* [REQUIREMENT]
Print the range of lines that opens with the line containing "find the long" and closes with the last line of the listing. Include both ends; print nothing more.

* [DATASET ENTRIES]

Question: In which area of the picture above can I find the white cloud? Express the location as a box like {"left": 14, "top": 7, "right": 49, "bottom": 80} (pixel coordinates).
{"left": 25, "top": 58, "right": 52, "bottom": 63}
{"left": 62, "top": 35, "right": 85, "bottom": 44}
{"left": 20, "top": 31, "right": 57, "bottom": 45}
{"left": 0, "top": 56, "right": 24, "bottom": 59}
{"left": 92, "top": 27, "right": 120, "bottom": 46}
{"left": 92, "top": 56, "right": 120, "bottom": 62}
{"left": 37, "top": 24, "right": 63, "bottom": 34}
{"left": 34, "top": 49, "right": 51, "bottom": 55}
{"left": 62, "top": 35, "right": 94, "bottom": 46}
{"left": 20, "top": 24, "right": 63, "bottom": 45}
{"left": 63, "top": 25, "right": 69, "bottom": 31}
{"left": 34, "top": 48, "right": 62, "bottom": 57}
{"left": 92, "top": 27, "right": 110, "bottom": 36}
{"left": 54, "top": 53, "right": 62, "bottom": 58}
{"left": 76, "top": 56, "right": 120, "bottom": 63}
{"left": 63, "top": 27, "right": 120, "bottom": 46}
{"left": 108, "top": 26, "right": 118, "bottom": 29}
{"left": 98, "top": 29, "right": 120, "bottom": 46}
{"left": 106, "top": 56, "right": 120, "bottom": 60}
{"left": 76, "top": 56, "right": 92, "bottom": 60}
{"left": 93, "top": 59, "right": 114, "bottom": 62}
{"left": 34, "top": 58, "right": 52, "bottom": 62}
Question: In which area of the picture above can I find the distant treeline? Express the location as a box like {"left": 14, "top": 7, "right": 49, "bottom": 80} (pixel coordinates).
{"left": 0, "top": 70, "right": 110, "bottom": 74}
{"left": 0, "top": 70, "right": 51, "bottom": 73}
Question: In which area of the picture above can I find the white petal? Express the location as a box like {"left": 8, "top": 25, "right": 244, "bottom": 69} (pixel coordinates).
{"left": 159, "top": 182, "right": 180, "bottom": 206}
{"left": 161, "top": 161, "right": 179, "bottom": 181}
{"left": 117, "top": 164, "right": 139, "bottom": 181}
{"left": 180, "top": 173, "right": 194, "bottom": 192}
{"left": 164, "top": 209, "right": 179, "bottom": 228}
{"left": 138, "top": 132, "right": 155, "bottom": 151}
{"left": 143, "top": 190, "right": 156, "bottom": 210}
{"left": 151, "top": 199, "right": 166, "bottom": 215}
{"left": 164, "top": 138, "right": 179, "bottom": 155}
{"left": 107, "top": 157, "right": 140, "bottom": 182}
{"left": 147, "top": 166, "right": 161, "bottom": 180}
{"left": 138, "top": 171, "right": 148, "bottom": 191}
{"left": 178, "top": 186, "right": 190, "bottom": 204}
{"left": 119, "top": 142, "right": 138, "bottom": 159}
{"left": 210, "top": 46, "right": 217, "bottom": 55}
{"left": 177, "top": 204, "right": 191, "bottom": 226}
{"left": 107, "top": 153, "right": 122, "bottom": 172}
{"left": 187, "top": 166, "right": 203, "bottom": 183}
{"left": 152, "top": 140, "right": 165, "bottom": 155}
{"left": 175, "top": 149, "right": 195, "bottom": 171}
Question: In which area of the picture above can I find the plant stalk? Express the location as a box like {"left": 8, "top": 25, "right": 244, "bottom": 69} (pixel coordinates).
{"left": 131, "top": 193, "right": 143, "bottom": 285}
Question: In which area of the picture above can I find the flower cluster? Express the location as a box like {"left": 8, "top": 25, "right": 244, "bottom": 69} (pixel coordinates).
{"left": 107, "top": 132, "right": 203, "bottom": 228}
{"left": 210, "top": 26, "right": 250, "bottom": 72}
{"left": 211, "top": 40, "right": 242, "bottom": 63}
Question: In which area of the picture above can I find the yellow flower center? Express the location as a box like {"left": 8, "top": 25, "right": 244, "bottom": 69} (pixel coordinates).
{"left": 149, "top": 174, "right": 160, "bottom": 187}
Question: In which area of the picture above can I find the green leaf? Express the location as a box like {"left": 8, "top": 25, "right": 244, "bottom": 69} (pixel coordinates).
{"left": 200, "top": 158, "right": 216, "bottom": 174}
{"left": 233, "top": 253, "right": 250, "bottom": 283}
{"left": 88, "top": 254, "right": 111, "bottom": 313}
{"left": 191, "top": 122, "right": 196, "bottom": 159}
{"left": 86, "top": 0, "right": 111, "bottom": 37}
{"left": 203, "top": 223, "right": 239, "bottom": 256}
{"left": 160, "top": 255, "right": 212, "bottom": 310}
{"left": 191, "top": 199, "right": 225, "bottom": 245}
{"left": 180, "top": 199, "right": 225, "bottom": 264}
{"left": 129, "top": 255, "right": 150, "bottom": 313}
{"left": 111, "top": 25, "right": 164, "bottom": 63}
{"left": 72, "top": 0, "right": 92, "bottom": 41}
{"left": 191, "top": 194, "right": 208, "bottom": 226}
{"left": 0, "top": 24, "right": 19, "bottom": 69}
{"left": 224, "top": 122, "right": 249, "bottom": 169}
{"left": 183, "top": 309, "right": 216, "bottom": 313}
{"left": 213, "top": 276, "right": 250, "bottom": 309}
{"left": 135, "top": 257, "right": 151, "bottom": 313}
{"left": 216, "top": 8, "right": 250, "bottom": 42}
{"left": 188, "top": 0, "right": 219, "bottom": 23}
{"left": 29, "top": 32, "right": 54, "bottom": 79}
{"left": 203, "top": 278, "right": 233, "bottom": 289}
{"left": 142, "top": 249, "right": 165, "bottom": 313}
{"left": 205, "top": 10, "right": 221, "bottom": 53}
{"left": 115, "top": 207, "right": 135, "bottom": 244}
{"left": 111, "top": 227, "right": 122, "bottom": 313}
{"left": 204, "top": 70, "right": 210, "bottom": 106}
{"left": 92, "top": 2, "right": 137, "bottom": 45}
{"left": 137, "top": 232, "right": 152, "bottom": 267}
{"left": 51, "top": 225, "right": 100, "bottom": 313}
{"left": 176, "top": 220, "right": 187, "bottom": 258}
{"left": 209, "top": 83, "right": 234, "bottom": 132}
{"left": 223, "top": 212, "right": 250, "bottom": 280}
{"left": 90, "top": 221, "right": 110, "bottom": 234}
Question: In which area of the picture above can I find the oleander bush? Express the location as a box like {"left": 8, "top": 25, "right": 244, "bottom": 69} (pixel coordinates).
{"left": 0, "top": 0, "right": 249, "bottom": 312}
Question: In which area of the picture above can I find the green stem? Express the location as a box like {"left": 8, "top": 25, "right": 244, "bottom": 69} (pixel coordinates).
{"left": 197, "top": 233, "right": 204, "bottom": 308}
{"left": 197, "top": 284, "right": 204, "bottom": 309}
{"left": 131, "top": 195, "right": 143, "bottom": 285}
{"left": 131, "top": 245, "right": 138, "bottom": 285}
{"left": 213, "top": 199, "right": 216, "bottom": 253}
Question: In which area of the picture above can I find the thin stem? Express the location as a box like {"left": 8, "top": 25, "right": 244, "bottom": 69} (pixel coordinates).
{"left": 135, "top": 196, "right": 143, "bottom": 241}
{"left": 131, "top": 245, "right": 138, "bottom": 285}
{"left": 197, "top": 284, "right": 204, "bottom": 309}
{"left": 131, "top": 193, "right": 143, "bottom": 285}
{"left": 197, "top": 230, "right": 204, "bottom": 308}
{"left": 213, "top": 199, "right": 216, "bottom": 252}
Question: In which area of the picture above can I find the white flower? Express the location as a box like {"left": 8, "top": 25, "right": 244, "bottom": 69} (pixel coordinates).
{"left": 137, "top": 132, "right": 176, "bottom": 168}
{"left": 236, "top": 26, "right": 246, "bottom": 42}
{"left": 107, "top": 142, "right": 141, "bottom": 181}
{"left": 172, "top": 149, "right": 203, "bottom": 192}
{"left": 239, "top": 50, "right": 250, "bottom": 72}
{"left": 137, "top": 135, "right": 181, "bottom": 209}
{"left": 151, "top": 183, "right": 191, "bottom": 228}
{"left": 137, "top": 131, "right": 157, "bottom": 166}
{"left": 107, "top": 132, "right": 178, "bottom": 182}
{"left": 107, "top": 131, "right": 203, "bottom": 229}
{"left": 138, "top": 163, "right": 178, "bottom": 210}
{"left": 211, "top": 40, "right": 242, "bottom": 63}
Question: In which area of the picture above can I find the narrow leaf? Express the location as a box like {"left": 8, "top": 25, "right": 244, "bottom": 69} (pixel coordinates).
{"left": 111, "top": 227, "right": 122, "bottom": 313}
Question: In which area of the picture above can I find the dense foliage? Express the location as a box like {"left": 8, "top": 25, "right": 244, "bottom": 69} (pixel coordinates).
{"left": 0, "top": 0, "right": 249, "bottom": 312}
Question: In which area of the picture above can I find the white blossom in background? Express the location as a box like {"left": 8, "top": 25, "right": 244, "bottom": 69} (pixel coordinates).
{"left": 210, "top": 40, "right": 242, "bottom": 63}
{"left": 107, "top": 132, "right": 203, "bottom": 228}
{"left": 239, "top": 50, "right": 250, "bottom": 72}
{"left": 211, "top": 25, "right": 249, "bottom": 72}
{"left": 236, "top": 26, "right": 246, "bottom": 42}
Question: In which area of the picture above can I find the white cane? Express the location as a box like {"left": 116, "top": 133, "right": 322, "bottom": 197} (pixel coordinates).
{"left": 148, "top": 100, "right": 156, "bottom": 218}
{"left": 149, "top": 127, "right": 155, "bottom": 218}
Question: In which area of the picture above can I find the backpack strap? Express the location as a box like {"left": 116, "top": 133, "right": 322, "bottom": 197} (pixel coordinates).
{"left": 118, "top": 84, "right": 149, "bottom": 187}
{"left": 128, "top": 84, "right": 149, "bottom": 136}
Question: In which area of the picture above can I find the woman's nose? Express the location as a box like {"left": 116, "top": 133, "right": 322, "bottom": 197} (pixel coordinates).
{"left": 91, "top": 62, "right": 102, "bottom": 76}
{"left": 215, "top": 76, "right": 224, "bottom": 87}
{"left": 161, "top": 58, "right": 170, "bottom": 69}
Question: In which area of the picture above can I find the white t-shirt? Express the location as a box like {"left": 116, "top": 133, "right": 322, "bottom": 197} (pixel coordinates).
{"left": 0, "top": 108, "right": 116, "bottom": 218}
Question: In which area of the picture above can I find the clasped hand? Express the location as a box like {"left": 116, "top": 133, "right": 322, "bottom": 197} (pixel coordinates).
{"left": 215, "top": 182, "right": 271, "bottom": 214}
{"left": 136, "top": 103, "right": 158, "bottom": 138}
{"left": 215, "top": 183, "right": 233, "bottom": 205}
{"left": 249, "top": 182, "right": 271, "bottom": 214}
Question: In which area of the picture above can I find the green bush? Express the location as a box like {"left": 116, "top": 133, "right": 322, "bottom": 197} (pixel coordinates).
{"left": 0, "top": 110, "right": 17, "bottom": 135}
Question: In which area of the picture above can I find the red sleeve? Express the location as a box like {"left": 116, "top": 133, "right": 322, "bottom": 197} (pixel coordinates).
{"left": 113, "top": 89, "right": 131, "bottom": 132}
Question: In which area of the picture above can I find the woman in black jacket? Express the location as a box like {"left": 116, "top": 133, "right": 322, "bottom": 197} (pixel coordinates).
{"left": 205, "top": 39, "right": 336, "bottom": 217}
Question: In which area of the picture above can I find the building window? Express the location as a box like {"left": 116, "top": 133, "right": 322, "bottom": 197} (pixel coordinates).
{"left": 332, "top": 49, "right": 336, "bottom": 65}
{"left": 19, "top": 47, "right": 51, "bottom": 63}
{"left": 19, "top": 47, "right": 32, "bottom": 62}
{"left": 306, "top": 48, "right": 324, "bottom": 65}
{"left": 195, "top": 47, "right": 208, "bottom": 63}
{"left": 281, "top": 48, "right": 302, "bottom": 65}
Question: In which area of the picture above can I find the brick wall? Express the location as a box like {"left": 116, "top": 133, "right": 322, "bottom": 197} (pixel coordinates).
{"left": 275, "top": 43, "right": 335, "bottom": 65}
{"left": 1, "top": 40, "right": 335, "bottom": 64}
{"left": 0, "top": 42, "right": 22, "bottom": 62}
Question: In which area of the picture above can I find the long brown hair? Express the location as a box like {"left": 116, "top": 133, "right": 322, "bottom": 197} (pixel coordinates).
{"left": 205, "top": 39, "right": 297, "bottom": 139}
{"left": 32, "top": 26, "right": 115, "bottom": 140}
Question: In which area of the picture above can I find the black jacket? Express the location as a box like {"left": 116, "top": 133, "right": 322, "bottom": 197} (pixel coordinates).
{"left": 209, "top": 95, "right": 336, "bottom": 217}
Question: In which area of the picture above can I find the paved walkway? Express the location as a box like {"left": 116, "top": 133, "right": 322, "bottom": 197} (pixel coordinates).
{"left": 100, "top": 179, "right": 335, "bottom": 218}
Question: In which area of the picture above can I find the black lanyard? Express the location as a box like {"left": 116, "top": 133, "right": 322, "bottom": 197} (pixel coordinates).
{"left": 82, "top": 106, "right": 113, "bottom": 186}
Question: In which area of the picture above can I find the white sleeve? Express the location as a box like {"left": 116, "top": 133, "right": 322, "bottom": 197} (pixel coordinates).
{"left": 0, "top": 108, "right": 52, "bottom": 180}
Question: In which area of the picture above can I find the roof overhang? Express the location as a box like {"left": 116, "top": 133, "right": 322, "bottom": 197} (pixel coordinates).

* [ANSWER TO THIS TASK]
Question: In which area of the picture above can I find the long brown hair? Express the location as a box like {"left": 116, "top": 133, "right": 322, "bottom": 197} (pixel coordinates).
{"left": 205, "top": 39, "right": 297, "bottom": 139}
{"left": 32, "top": 26, "right": 115, "bottom": 140}
Question: In which area of the picture above can I find the black jacket? Express the location as a box like {"left": 116, "top": 133, "right": 322, "bottom": 197} (pixel coordinates).
{"left": 209, "top": 95, "right": 336, "bottom": 217}
Question: In which area of the picture above can I find the paved walkway? Express the location as a box like {"left": 116, "top": 133, "right": 322, "bottom": 197} (pixel coordinates).
{"left": 100, "top": 179, "right": 335, "bottom": 218}
Question: In which area of the picture above can I find the black lanyard? Express the location as a box like {"left": 116, "top": 133, "right": 322, "bottom": 197} (pixel coordinates).
{"left": 82, "top": 106, "right": 113, "bottom": 186}
Question: In which area of the picture above can I find the white sleeve? Express the location as a box like {"left": 116, "top": 133, "right": 322, "bottom": 197} (pixel coordinates).
{"left": 0, "top": 108, "right": 52, "bottom": 180}
Question: In which area of the picture above can I find the roof overhang? Express the location as a box like {"left": 116, "top": 133, "right": 322, "bottom": 197} (pixel coordinates).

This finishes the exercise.